AIM:
Reproduce the lines of the data below word for word, starting with the line that contains "of the bright" and continuing through the last line of the data.

Position annotation data:
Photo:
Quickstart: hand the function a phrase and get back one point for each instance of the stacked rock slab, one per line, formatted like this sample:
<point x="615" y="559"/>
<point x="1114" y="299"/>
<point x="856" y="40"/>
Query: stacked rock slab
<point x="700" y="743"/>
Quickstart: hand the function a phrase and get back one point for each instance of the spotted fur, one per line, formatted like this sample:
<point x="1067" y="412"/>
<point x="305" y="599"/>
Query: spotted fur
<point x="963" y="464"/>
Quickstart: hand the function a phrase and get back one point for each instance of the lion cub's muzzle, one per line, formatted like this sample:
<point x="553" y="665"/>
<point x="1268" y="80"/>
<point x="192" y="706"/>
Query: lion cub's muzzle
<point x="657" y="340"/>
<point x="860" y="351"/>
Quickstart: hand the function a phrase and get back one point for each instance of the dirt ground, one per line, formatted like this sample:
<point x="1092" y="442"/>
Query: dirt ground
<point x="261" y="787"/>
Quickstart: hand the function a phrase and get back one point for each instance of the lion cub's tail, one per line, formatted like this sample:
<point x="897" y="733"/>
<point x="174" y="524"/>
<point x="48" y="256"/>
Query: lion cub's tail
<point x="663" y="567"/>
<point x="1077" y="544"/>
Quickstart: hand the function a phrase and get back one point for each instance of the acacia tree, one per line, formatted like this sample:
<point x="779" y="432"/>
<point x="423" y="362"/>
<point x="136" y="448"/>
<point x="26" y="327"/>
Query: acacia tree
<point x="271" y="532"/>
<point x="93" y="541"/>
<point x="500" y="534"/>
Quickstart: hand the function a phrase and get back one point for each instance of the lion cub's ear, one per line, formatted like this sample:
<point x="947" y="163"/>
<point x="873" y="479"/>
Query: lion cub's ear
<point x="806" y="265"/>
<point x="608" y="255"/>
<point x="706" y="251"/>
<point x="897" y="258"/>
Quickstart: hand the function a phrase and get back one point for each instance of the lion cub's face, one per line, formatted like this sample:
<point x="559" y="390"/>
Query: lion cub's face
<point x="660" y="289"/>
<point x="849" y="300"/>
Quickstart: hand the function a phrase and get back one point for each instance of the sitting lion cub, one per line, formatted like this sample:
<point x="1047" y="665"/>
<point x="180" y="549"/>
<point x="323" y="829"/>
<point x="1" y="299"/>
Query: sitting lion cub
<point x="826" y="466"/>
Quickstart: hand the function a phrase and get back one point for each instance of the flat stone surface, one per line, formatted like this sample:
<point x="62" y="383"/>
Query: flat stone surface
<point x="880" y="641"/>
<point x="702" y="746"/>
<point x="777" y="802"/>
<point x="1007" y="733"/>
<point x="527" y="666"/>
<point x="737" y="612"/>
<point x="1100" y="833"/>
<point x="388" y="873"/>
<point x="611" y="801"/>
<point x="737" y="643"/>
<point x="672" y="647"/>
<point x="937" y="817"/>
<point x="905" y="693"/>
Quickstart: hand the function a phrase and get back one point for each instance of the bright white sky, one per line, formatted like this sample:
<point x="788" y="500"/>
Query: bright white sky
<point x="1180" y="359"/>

TASK SOLUTION:
Quickstart: hand the function a phrase and get back one point for each instance of the bright white sky, one per line, formatted like this sample:
<point x="788" y="500"/>
Query: bright white sky
<point x="1180" y="359"/>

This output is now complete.